** begin PROVIDED DATA **
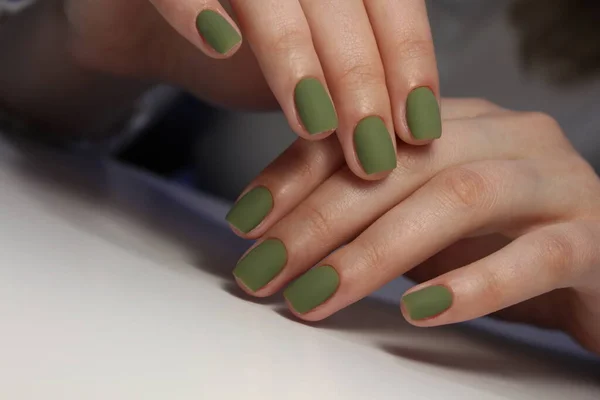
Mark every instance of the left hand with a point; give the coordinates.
(500, 216)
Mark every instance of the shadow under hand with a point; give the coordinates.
(131, 209)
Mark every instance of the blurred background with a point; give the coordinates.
(485, 49)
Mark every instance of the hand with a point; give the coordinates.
(501, 217)
(369, 63)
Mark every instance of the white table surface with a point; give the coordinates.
(114, 285)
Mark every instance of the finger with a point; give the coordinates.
(283, 184)
(461, 253)
(344, 205)
(549, 258)
(456, 203)
(348, 51)
(404, 38)
(465, 108)
(205, 23)
(281, 40)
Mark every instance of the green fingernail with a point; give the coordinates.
(428, 302)
(261, 264)
(312, 289)
(374, 146)
(423, 114)
(314, 106)
(217, 31)
(251, 209)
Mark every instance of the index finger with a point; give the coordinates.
(406, 45)
(205, 23)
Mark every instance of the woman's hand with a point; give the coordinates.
(364, 68)
(501, 217)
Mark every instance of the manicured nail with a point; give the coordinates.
(374, 146)
(314, 106)
(261, 264)
(428, 302)
(312, 289)
(251, 209)
(423, 114)
(217, 31)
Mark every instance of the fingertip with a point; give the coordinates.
(220, 35)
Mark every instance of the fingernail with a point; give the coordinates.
(374, 146)
(314, 106)
(217, 31)
(423, 114)
(251, 209)
(312, 289)
(428, 302)
(261, 264)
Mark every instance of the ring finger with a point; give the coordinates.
(344, 205)
(456, 203)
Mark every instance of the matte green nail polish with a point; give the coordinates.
(428, 302)
(217, 31)
(374, 146)
(312, 289)
(423, 114)
(314, 106)
(251, 209)
(261, 264)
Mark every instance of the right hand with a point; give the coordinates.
(330, 64)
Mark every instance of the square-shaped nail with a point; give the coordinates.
(423, 114)
(314, 106)
(251, 209)
(312, 289)
(217, 31)
(261, 264)
(374, 146)
(427, 302)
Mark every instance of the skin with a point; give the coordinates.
(502, 211)
(369, 55)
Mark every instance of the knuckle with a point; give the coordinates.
(361, 73)
(495, 290)
(373, 255)
(411, 159)
(544, 124)
(558, 250)
(301, 167)
(484, 104)
(414, 49)
(290, 37)
(318, 223)
(466, 188)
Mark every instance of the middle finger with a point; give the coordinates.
(344, 205)
(346, 45)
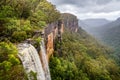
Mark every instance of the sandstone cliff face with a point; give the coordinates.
(55, 30)
(52, 31)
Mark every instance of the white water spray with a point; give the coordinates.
(31, 60)
(44, 60)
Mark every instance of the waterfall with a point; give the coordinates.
(44, 60)
(31, 60)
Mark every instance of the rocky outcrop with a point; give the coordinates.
(52, 31)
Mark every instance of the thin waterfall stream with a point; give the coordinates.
(44, 60)
(31, 60)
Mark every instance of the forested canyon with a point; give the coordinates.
(38, 42)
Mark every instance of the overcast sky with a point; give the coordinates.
(83, 9)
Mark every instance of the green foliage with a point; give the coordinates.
(90, 59)
(9, 63)
(33, 75)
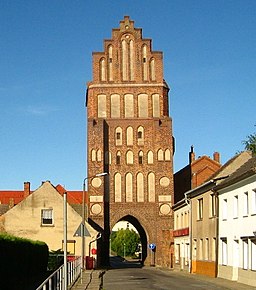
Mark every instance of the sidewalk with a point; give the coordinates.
(90, 280)
(226, 284)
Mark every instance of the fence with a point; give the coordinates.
(56, 280)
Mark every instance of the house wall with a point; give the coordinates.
(181, 238)
(237, 242)
(24, 220)
(203, 236)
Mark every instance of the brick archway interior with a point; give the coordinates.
(143, 236)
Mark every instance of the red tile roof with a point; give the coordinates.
(73, 196)
(16, 196)
(6, 196)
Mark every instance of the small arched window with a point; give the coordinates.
(167, 155)
(150, 157)
(118, 136)
(140, 135)
(128, 187)
(118, 186)
(140, 157)
(129, 136)
(99, 158)
(151, 187)
(118, 158)
(160, 155)
(140, 187)
(129, 157)
(103, 69)
(93, 155)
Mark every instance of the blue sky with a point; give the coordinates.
(209, 62)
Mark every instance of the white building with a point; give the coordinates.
(237, 225)
(181, 235)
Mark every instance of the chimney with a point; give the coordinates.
(11, 202)
(216, 157)
(26, 189)
(191, 155)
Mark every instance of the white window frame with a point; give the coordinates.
(200, 208)
(253, 201)
(253, 254)
(246, 204)
(235, 207)
(224, 248)
(245, 254)
(47, 217)
(225, 209)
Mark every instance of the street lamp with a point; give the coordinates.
(83, 211)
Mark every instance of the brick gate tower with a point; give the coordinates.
(130, 137)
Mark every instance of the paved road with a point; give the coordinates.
(126, 275)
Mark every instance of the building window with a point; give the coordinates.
(246, 207)
(93, 155)
(129, 157)
(151, 187)
(213, 249)
(150, 157)
(200, 209)
(140, 187)
(140, 135)
(128, 187)
(118, 186)
(160, 155)
(118, 158)
(213, 205)
(177, 254)
(235, 207)
(224, 248)
(129, 136)
(206, 249)
(245, 254)
(225, 209)
(177, 222)
(99, 155)
(253, 255)
(118, 136)
(140, 157)
(71, 246)
(201, 249)
(46, 217)
(253, 202)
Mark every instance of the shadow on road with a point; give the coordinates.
(117, 262)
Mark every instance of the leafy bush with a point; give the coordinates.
(21, 261)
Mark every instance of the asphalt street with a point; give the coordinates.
(127, 275)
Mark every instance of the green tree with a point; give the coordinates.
(124, 242)
(250, 143)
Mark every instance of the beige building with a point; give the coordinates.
(181, 235)
(204, 212)
(40, 217)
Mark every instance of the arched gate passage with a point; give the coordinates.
(143, 236)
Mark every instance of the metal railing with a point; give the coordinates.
(56, 280)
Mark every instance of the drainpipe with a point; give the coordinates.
(217, 235)
(187, 201)
(98, 237)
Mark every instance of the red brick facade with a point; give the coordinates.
(130, 137)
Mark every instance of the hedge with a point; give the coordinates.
(21, 261)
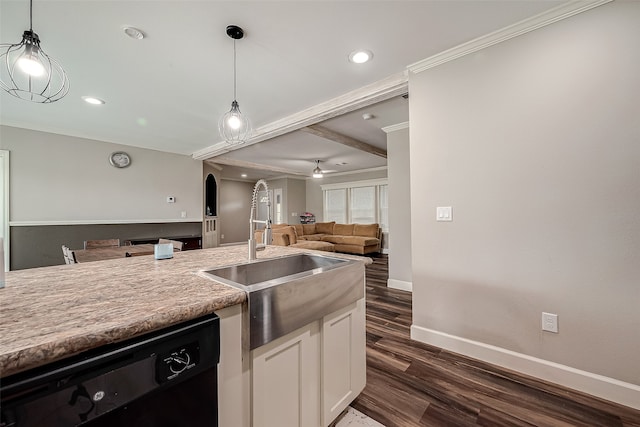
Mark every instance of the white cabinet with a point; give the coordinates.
(343, 359)
(286, 380)
(308, 377)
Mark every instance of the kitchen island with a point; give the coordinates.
(49, 314)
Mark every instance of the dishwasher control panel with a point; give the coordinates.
(171, 364)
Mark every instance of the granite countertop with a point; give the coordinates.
(50, 313)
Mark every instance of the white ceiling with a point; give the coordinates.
(166, 92)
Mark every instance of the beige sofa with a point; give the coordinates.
(360, 239)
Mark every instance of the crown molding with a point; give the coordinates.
(379, 91)
(102, 222)
(359, 171)
(393, 128)
(543, 19)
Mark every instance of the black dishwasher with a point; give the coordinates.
(166, 378)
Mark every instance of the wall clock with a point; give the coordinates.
(120, 159)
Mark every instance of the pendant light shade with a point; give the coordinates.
(317, 172)
(28, 73)
(234, 127)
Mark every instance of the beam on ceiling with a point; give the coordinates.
(379, 91)
(330, 135)
(250, 165)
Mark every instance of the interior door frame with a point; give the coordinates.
(4, 223)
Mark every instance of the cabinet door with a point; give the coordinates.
(343, 359)
(286, 380)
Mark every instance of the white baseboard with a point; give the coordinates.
(233, 244)
(597, 385)
(400, 284)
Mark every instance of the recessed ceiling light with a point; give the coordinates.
(360, 56)
(134, 33)
(93, 100)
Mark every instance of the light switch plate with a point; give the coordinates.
(444, 213)
(550, 322)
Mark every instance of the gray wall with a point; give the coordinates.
(64, 191)
(314, 191)
(63, 178)
(399, 236)
(40, 246)
(234, 210)
(535, 144)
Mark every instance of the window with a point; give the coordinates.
(335, 205)
(362, 202)
(363, 205)
(383, 207)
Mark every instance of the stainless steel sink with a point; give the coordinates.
(287, 293)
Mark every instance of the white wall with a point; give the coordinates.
(63, 179)
(399, 208)
(535, 144)
(296, 199)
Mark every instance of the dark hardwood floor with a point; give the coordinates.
(413, 384)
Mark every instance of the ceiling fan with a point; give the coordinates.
(318, 173)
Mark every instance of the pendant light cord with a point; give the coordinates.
(234, 69)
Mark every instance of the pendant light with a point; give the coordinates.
(317, 172)
(234, 127)
(28, 73)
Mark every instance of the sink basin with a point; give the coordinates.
(284, 294)
(259, 274)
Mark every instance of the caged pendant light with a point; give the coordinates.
(28, 73)
(317, 172)
(234, 127)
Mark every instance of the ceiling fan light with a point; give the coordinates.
(317, 172)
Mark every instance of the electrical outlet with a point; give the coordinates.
(444, 213)
(550, 322)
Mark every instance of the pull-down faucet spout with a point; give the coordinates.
(266, 234)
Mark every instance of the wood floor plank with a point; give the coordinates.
(414, 384)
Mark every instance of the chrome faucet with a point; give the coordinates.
(266, 234)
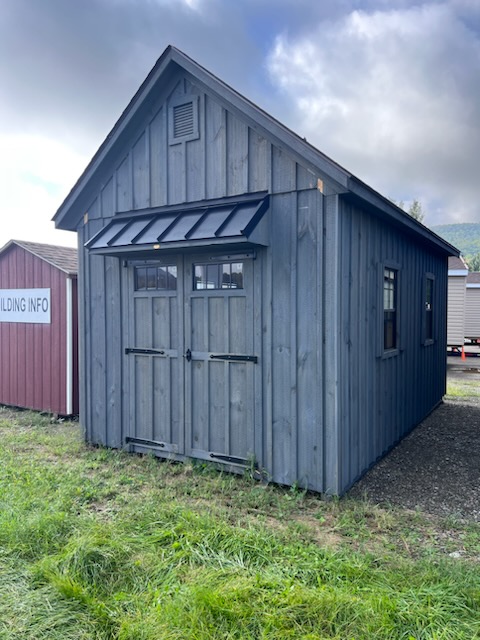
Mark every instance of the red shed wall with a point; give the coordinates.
(33, 356)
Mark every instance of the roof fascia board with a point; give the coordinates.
(360, 190)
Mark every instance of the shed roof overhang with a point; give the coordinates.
(225, 222)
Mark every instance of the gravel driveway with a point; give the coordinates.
(437, 466)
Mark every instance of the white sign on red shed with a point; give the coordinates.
(25, 305)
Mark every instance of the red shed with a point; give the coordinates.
(39, 327)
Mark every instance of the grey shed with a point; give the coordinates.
(243, 298)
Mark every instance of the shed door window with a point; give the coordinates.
(220, 275)
(429, 309)
(390, 283)
(156, 278)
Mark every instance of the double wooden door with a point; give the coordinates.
(192, 364)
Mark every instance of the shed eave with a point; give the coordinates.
(360, 193)
(69, 213)
(233, 243)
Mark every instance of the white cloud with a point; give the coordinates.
(394, 96)
(36, 174)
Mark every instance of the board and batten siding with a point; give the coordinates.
(379, 399)
(456, 310)
(229, 158)
(472, 312)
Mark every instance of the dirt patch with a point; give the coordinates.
(437, 467)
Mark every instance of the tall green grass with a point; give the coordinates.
(98, 544)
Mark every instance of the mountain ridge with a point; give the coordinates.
(463, 235)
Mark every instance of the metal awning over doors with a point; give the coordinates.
(238, 221)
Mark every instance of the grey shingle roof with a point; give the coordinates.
(64, 258)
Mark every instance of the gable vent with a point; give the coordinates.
(183, 124)
(183, 120)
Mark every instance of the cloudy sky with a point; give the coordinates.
(390, 89)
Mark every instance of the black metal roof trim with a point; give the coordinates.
(232, 221)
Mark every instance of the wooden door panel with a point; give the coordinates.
(156, 376)
(219, 389)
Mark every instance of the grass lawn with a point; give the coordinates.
(97, 544)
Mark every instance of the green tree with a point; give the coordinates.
(473, 262)
(416, 211)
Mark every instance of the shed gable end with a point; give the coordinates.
(194, 148)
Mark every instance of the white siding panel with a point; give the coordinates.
(456, 310)
(472, 313)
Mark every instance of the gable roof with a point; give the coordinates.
(63, 258)
(342, 181)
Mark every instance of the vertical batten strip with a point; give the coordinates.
(69, 347)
** end PROVIDED DATA **
*TASK PROMPT*. Print exactly the lines from the one with "Mark every instance of the shed eave" through the end of the data, inclusive.

*PROBLEM SOLUTION*.
Mark every instance of the shed eave with a point; give the coordinates.
(360, 193)
(69, 213)
(233, 243)
Mark every instance of the white cloud with a point; give the coordinates.
(394, 96)
(36, 174)
Mark every instance of the board and batten siding with a point; give the coordinates.
(379, 399)
(456, 310)
(229, 158)
(472, 312)
Mark every instance of the dirt patch with a point; give the coordinates.
(437, 467)
Mark every instance of the tall green grass with a point; give the coordinates.
(98, 544)
Mark every instance of the mountain ridge with a point; give the coordinates.
(463, 235)
Mark every instance of the metal awning over doors with a point; give the coordinates.
(238, 221)
Mark every instance of the grey shingle roof with a point; give the coordinates.
(64, 258)
Mark every instance of the gable vent with a point; give the coordinates.
(183, 124)
(183, 120)
Mark every instance of the cloudy sky with a point; give the coordinates.
(390, 89)
Mark every instance of the black metal roof trim with a point; give the coordinates.
(232, 221)
Mark every instance of the wooden door panel with a point; give the coordinates.
(156, 376)
(219, 389)
Mark every instance of the grass lawn with a point; give the coordinates.
(97, 544)
Mark every instance of the green tree with a point; give the coordinates.
(473, 262)
(416, 211)
Mark every instance of the shed gable end with a point; give the coordinates.
(194, 148)
Mark every instance of the white siding panel with a point; give the coordinates.
(456, 310)
(472, 313)
Mark every instance of the gable roof with a point; give the coordinates.
(63, 258)
(342, 181)
Mark every instance of the vertical batten strip with a point; give the coordinates.
(69, 347)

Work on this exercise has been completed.